> _GOAL_
Reproduce the following material exactly, including every line.

[TASK INPUT start]

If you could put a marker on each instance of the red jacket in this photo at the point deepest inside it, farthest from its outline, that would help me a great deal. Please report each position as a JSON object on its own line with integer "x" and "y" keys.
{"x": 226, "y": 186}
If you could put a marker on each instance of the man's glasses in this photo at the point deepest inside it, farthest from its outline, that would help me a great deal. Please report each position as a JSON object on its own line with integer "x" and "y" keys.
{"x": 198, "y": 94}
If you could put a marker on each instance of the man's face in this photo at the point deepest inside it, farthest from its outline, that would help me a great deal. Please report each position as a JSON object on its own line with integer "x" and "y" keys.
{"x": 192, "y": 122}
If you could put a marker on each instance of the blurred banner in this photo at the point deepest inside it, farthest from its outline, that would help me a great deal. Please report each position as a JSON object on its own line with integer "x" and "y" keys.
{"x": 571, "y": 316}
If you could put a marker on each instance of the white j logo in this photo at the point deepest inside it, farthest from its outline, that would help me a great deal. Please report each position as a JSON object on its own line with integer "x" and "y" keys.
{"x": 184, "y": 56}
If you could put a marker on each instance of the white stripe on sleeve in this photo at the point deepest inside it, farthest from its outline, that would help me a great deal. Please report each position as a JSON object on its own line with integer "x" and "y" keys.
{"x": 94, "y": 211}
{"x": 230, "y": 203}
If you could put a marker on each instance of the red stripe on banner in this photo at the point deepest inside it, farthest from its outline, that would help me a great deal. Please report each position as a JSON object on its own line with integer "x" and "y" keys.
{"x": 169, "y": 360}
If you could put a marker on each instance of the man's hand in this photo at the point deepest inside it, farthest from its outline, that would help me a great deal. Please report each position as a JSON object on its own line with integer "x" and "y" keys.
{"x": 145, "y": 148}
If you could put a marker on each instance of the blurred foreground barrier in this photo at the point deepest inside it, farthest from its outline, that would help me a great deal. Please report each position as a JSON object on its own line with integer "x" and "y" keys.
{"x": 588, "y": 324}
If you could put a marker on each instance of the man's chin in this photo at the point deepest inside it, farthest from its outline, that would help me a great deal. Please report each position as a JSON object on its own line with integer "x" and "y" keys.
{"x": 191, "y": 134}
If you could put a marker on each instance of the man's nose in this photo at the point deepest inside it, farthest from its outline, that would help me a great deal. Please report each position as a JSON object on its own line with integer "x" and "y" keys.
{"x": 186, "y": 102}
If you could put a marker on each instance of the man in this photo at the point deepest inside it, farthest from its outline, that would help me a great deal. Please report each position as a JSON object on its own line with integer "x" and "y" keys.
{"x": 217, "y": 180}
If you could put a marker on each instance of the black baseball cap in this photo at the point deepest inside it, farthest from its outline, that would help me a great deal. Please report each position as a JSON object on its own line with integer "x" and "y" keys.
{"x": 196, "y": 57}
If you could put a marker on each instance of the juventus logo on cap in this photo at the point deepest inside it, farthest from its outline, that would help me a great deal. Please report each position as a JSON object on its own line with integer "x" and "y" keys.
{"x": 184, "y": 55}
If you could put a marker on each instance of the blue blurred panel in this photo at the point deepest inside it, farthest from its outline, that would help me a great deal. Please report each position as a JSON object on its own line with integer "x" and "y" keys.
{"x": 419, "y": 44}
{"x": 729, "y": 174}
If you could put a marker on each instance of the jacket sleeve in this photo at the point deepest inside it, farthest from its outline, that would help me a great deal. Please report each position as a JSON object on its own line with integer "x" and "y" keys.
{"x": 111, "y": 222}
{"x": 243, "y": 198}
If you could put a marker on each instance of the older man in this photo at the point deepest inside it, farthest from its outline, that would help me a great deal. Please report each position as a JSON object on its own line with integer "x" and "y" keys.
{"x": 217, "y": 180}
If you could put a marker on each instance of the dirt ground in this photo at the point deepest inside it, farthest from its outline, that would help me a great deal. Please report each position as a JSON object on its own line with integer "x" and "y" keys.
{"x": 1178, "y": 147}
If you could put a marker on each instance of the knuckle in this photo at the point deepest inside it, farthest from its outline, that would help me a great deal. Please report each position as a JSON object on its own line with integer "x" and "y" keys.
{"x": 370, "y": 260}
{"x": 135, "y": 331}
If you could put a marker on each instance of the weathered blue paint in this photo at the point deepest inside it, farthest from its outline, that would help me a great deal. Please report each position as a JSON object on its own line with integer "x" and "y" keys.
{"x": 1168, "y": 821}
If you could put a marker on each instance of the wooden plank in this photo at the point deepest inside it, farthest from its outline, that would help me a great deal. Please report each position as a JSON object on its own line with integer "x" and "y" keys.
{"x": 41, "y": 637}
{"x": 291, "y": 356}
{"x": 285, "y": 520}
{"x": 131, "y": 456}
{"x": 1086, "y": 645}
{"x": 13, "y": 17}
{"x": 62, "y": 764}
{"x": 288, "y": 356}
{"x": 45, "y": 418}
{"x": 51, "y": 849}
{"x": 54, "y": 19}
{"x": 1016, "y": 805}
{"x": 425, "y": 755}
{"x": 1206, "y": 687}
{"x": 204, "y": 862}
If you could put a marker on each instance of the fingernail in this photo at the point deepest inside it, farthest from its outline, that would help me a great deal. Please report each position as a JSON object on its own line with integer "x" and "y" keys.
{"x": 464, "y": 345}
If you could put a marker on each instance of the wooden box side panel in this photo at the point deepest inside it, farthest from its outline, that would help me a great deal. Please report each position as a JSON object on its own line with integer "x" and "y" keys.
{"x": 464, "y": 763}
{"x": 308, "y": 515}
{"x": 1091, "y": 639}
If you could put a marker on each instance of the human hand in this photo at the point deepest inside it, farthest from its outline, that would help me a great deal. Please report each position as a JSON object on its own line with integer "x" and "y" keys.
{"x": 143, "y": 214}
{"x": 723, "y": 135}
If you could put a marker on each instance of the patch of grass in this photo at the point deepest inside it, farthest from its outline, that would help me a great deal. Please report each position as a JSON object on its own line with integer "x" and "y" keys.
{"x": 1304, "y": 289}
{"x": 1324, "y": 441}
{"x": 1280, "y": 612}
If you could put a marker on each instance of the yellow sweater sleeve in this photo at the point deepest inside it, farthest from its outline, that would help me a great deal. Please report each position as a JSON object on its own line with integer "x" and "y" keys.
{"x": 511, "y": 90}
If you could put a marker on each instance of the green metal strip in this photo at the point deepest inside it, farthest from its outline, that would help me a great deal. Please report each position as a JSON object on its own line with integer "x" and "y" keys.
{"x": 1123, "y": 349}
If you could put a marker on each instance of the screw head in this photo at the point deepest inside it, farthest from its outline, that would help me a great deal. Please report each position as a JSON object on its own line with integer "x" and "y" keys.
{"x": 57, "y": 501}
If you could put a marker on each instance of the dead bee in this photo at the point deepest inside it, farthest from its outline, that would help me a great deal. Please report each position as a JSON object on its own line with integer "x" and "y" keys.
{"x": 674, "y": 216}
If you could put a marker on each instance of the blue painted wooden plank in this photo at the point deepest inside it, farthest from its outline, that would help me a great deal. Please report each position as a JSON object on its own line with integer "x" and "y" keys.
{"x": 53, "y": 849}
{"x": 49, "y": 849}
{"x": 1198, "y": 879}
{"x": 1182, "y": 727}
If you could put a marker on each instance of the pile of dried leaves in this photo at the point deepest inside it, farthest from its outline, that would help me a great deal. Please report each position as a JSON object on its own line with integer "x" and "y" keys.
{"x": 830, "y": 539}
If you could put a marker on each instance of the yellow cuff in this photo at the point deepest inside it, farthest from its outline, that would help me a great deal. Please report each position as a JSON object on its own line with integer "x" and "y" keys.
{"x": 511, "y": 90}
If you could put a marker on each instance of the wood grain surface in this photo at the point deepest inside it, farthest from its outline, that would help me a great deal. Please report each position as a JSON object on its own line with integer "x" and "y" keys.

[TASK INPUT end]

> _SOLUTION_
If you could put a marker on each instance of the red jacket in this photo at the point deepest inside it, farthest from its outline, that would help me a great deal. Please report each position as a JSON object on its own line with integer "x" and "y" keys.
{"x": 226, "y": 186}
If you could put a marker on each instance of the man's glasses in this photo at the point deepest inside it, farthest from its outline, that would help me a great deal. Please report each position as a JSON object on its own line with integer "x" and "y" keys.
{"x": 198, "y": 94}
If you could put a marker on each instance of the man's face in this photo at the point deepest inside it, farthest from its outline, that would help me a great deal. Please report each position as a JSON object on its own line with integer "x" and "y" keys.
{"x": 192, "y": 122}
If you could put a marker on each instance of the blurred banner in this photo at the point deepest inside it, farthest from its outline, that would help me a great deal. Please report each position as a JSON object on its own line with integer "x" and "y" keys.
{"x": 571, "y": 316}
If you could put a marker on each instance of the white j logo in this photo at the point deepest inside it, farthest from its outline, that would help me a great deal. Please report each position as a JSON object on its own line with integer "x" and "y" keys.
{"x": 184, "y": 56}
If you could put a marker on each instance of the white stripe on sleeve in this photo at the point deepest inside it, farthest from its outline, that would help me a great deal. Please report each position as a JSON object on its own line with integer "x" and "y" keys.
{"x": 94, "y": 211}
{"x": 230, "y": 203}
If you could put a marker on each instance of the red stripe on banner in this photo at the point deepest inside it, farthest from its outline, that would help me a great deal. Please report each position as a JSON object on its own line with integer "x" and "y" keys.
{"x": 169, "y": 360}
If you could put a marker on each instance of the man's hand in this photo at the point deepest inside it, farthest from its outline, that would help me a great deal. Please report each position as a JSON object on its own line with integer "x" and "y" keys.
{"x": 145, "y": 148}
If you could put a marker on each instance of the blurred foreground barrier in this photo at the point deepest inside it, farthest from its outline, that would help me a great deal. Please report each position as a JSON object on its own line with integer "x" and "y" keys.
{"x": 588, "y": 324}
If you could put a marker on each instance of the man's chin in this photo at the point deepest inside it, farthest from its outline, that would help me a great deal. Please report each position as a JSON object on its own line with integer "x" and "y" keys.
{"x": 191, "y": 134}
If you could put a marker on each instance of the man's nose in this photo at the point deepest inside it, farthest from its outline, that would help me a great deal. Please report each position as a JSON object on its own line with integer "x" and "y" keys.
{"x": 186, "y": 102}
If you could put a marker on each instance of the man in this photo at the point deepest inside it, farthest from its outline, that would help me a great deal. Please report each position as a JSON object on its own line with integer "x" and "y" keys.
{"x": 217, "y": 180}
If you could put a marker on each instance of the black baseball cap in this photo at the point deepest inside it, farthest from its outline, that would help me a great deal. Please report each position as a JSON object on its own line with integer "x" and "y" keys.
{"x": 196, "y": 57}
If you could put a marker on each instance of the juventus logo on cap in this photo at the point deepest inside it, farthest from its outline, that would help me a great deal. Please report each position as a JSON object on its own line with integer "x" and "y" keys.
{"x": 184, "y": 55}
If you could put a marker on each instance of the blue blurred panel in this photo at the point deepest inside it, farthest from its outline, that would help me a great deal. Please report each position as a JSON object on its own line with integer "x" and "y" keys.
{"x": 419, "y": 44}
{"x": 729, "y": 174}
If you could put a marker on each instance of the jacket sleeve in this photo at the point deepest inside it, farthest from its outline, that would help me a great deal. Please report each position as a JSON object on its own line with integer "x" and "y" keys.
{"x": 111, "y": 222}
{"x": 243, "y": 198}
If you could put a marker on each instance of the older man in this photo at the point deepest inside it, farthest from its outline, that would help me a great deal. Please report each position as a JSON object on its own line with integer "x" and "y" keys.
{"x": 217, "y": 180}
If you could put a marker on each instance of the dirt ground in this photo at the point deepest inside it, farthest from its outline, that would help me a great deal. Please report each position as a JSON object on its own line with integer "x" and "y" keys.
{"x": 1178, "y": 147}
If you could put a marker on each instance of the knuckle in this photo at the point deepest inside it, farthest from its outline, that would help me a great deal. Please report each position as a JSON object on its own line with integer "x" and "y" keys.
{"x": 370, "y": 260}
{"x": 135, "y": 331}
If you could put a marker on each instance of the weathered blue paint in this photo at the point deepest inside it, farthest from its outline, that would help me a great deal. Please report each position as a JSON object on its own line with integer "x" and "y" keys.
{"x": 1168, "y": 821}
If you could put a marker on each instance of the wooden plank in this photo at the point deepest inside it, farthest from its outline, that would help me a great deal. Please report each position as a JSON object on its own line with integer "x" and "y" keys.
{"x": 41, "y": 637}
{"x": 291, "y": 356}
{"x": 285, "y": 520}
{"x": 131, "y": 456}
{"x": 1086, "y": 645}
{"x": 13, "y": 17}
{"x": 62, "y": 764}
{"x": 288, "y": 356}
{"x": 45, "y": 418}
{"x": 51, "y": 849}
{"x": 54, "y": 19}
{"x": 1016, "y": 805}
{"x": 425, "y": 755}
{"x": 1206, "y": 687}
{"x": 204, "y": 862}
If you could put a marker on each instance of the fingernail in this photo at the point deepest inside it, farthest from its outline, that would help me a great deal. Please report each position as a JSON object on its own line with integer "x" and "y" keys.
{"x": 464, "y": 345}
If you could put a marker on each instance of the wooden box side panel in this photo at the point deepest inside it, farthest from its outline, that would help me a great deal. Please report each position as a JSON object on its own line with integer "x" and "y" keys.
{"x": 464, "y": 763}
{"x": 308, "y": 515}
{"x": 1091, "y": 639}
If you could put a marker on each instance of the human hand in this photo at the point deepest inside it, farthest from its outline, that would help me a great deal. Please report each position as a JSON object on its own line with integer "x" and "y" keys.
{"x": 143, "y": 214}
{"x": 723, "y": 135}
If you could put a marker on each instance of the patch of grass in this photo at the point deepest inside it, farthest from its outline, that would help me a great deal. Please report each position as a JSON object on its own line with integer "x" and "y" keys.
{"x": 1304, "y": 289}
{"x": 1324, "y": 441}
{"x": 1280, "y": 612}
If you could put a marker on each instance of the yellow sweater sleeve in this photo at the point deepest inside it, farthest from its outline, that would help me a great deal. Please report each position as a JSON object on its own line with integer "x" and "y" keys.
{"x": 511, "y": 90}
If you could put a marker on each instance of the green metal strip in this photo at the point deepest inside it, farthest from its outline, that would help me a great deal. Please report each position as a JSON object on its own line with integer "x" and "y" keys.
{"x": 1123, "y": 349}
If you could put a marker on each instance of the screw head in this photo at the point deepest inside it, farthest from its outline, that would help me a great deal. Please report each position as a JSON object on its own line with integer "x" and "y" keys.
{"x": 57, "y": 501}
If you could put a marker on each instance of the dead bee in this photo at the point deepest inside it, farthest from its outline, that would help me a great deal. Please report each position as a JSON object on its own line with integer "x" and "y" keys.
{"x": 674, "y": 216}
If you could put a marker on each instance of the blue painted wooden plank in this photo at the point deepest inside it, farthest from its outline, that would help me a great deal. Please report each position as a JSON object on its own line with integer "x" and "y" keys.
{"x": 53, "y": 849}
{"x": 49, "y": 849}
{"x": 1198, "y": 879}
{"x": 1182, "y": 727}
If you could put a marker on each instance of the pile of dried leaves in this photo at the point deepest inside it, farthest from its outline, that would help me a great deal. Please report each position as a JSON object on its own line with integer "x" and "y" keys.
{"x": 830, "y": 539}
If you could put a marker on each instance of the yellow cuff in this photo at the point deepest inside it, farthest from its outline, that would help me a great deal. Please report each position as a JSON object on its own line with integer "x" and "y" keys.
{"x": 511, "y": 90}
If you could put a marker on each instance of the wood grain surface in this photo at the point deepest inside it, farthest from its outline, that would help me a great deal. Please report each position as a JSON object on its own line with integer "x" and "y" keys.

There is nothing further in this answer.